[Requirements] In the records below, find the line containing "of the gold"; copy exactly that line and all lines after it to the end, and nothing else.
==== Extracted material
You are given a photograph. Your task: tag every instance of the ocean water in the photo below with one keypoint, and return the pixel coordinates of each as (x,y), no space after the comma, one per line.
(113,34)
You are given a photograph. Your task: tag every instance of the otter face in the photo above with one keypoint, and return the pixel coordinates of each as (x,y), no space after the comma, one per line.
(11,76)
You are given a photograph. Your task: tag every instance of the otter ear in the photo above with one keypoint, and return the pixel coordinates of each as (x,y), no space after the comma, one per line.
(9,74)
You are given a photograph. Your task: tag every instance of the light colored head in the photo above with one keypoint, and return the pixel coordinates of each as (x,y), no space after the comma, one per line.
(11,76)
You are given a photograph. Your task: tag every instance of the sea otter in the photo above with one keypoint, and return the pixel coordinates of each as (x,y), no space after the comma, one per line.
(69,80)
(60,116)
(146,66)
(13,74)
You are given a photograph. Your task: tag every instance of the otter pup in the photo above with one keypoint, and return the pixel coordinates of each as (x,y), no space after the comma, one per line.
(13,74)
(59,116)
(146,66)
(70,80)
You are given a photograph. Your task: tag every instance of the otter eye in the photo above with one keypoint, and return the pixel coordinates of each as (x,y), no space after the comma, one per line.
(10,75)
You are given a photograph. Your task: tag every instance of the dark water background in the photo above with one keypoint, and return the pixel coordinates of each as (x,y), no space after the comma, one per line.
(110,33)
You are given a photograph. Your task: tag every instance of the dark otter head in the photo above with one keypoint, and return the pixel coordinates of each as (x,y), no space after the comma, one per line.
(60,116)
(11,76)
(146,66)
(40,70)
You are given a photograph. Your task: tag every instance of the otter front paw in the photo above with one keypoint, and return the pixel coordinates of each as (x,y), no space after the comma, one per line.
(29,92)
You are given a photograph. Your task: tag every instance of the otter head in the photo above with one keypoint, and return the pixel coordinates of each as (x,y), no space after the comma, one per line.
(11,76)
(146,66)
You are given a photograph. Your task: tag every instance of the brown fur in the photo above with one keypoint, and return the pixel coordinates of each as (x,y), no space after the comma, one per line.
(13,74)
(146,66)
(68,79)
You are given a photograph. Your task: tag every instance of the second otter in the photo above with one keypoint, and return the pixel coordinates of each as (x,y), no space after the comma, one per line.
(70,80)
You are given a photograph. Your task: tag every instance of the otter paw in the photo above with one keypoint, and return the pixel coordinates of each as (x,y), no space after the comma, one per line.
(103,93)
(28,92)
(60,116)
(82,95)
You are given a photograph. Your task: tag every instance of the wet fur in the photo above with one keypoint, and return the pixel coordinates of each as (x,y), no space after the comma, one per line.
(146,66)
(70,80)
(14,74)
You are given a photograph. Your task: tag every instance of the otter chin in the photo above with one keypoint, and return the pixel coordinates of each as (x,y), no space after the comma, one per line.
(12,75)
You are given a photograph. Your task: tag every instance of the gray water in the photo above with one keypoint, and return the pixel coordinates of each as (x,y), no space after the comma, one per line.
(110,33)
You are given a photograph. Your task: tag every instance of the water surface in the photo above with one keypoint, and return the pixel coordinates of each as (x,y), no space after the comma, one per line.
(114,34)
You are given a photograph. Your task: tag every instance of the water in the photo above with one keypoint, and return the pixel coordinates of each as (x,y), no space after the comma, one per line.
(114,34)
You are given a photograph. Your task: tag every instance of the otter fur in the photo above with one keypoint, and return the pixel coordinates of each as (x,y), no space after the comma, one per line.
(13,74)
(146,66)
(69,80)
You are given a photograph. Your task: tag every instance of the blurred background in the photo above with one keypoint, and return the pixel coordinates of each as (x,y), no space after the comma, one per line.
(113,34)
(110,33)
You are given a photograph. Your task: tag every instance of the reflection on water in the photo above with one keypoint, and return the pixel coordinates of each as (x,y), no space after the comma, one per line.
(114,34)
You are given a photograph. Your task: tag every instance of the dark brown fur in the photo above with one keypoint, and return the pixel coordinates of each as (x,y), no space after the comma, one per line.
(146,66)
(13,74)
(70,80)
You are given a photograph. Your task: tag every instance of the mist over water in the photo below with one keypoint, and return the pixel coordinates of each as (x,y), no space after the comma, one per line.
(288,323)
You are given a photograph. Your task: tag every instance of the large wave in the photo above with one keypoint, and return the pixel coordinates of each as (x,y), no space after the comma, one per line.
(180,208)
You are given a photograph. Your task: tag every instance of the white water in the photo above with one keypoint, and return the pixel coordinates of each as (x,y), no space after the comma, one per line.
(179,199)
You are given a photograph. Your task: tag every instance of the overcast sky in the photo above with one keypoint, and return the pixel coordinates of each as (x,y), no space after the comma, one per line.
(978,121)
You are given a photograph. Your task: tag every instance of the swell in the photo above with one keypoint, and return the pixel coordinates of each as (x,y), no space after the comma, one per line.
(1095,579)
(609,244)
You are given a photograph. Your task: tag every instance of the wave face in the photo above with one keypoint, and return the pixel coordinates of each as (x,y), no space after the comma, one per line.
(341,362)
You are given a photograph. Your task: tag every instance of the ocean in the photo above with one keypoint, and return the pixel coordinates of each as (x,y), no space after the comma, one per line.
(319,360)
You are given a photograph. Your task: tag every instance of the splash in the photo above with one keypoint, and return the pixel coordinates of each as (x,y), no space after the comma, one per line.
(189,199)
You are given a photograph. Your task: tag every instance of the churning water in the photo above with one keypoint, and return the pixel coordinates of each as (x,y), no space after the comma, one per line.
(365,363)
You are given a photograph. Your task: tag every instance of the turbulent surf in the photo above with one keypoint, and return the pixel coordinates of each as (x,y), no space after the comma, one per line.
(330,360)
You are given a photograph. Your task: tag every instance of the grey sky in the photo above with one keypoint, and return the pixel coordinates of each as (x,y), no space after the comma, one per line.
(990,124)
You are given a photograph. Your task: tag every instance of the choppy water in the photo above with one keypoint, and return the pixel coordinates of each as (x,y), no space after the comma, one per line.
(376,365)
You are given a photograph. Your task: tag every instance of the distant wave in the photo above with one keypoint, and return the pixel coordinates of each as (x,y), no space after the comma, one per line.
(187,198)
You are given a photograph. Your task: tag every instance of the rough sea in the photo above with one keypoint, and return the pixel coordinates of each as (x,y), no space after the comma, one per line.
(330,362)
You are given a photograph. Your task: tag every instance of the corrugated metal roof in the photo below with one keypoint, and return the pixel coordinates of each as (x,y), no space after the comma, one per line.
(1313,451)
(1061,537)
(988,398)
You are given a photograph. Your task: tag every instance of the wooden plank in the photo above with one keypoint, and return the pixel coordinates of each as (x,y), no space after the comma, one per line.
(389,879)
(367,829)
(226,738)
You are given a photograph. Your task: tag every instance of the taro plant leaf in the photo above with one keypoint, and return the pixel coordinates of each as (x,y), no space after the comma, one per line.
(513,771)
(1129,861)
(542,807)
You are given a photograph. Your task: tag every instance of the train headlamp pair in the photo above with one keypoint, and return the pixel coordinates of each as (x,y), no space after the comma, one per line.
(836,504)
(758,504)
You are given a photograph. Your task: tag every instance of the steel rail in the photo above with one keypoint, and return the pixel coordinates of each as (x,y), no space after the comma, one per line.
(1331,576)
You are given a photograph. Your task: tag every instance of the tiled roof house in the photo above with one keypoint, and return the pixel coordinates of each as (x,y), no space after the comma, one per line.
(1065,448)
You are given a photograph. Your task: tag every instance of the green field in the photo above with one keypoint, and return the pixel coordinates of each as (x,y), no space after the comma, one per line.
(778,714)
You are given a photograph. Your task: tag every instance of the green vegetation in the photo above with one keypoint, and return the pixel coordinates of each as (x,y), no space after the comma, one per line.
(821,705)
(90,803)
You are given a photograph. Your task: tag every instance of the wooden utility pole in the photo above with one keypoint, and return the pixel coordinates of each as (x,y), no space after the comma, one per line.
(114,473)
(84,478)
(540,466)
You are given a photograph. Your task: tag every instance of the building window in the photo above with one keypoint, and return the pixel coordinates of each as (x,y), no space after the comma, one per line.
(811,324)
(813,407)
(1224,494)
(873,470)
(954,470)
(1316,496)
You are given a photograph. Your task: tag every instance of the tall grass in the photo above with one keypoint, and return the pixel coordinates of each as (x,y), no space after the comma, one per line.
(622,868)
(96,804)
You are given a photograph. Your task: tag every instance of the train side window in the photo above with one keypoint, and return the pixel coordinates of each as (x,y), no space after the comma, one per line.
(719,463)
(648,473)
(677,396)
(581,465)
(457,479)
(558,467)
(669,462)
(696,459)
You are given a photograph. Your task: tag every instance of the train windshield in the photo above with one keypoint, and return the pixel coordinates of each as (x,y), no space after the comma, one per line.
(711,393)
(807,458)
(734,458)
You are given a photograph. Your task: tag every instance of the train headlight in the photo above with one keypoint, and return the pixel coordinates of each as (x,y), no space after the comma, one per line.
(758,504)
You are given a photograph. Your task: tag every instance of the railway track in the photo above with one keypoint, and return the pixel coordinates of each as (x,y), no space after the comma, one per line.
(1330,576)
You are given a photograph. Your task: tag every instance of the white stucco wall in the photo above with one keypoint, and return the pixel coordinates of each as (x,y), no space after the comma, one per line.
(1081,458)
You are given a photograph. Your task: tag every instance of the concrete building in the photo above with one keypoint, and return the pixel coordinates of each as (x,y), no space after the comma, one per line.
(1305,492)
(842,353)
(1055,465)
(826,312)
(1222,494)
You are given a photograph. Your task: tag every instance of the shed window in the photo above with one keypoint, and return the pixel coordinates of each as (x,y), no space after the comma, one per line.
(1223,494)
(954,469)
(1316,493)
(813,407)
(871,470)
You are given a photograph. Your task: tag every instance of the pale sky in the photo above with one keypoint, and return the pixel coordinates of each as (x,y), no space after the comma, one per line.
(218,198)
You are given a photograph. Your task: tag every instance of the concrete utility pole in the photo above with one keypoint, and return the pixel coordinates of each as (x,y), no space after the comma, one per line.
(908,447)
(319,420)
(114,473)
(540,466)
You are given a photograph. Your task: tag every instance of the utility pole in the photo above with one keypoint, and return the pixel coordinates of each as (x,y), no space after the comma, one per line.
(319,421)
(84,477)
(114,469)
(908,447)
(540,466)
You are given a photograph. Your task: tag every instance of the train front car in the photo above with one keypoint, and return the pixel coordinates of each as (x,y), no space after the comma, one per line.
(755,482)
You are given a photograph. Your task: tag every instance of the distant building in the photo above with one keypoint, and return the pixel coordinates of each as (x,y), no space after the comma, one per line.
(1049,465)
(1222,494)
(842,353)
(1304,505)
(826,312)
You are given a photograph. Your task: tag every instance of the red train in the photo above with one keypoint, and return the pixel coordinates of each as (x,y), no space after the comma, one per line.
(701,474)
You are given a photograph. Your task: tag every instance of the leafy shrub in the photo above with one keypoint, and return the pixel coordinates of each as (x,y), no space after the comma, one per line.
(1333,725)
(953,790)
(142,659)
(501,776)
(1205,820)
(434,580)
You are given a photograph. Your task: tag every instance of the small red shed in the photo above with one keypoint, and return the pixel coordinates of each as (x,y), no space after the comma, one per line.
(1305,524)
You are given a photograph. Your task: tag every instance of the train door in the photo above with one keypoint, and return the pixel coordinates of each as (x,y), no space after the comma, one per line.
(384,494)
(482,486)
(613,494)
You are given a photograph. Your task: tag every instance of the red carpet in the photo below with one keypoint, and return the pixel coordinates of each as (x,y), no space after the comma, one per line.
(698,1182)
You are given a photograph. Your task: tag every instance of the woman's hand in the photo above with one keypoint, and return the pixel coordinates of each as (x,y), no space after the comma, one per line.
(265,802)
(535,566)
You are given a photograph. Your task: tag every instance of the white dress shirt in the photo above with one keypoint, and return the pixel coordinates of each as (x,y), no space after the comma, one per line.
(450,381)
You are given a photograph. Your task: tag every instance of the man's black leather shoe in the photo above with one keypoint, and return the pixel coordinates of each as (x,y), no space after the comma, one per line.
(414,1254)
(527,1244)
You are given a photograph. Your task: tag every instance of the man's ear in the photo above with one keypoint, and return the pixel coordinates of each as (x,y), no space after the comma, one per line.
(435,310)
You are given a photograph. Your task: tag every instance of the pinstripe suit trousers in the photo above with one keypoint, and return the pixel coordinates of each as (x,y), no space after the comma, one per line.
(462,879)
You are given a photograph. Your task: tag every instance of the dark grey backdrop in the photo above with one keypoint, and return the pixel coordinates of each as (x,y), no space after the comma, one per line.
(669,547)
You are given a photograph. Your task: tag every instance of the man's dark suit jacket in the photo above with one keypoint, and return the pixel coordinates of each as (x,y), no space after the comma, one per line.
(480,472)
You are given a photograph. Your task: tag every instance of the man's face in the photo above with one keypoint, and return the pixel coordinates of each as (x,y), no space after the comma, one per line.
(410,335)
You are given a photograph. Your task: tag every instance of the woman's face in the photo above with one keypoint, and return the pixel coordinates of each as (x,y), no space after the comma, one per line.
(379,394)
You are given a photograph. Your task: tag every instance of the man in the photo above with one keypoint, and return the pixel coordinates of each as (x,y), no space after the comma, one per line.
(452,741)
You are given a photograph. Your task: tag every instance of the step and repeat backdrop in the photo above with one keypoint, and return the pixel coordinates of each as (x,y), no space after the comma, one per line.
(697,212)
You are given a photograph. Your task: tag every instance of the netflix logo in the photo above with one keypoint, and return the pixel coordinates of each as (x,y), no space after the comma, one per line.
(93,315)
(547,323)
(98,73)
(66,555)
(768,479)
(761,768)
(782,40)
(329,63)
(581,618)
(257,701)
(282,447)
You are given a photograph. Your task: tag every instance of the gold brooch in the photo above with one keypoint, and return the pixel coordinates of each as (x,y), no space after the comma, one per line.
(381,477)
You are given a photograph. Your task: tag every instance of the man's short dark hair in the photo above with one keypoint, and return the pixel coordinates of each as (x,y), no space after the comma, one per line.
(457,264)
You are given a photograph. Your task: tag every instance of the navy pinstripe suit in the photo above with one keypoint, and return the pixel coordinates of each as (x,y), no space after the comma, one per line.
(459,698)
========
[The response]
You are given a photograph. Your task: tag every instance of the gold brooch in the photo above with one keypoint, and return the pixel coordinates of each as (x,y), no space after the comma, one per line.
(381,477)
You are given a photograph. Your task: tag every instance of the man's short dark hair in the photo above with one keypoint, and return the pixel coordinates of each as (x,y), no space after the comma, one per line.
(457,264)
You are given a photograph. Your task: tag every instance of the navy pinstripe suit in the photo above with one keypoint, and return the pixel coordinates of each as (x,y), no space after the comma, one per line.
(459,698)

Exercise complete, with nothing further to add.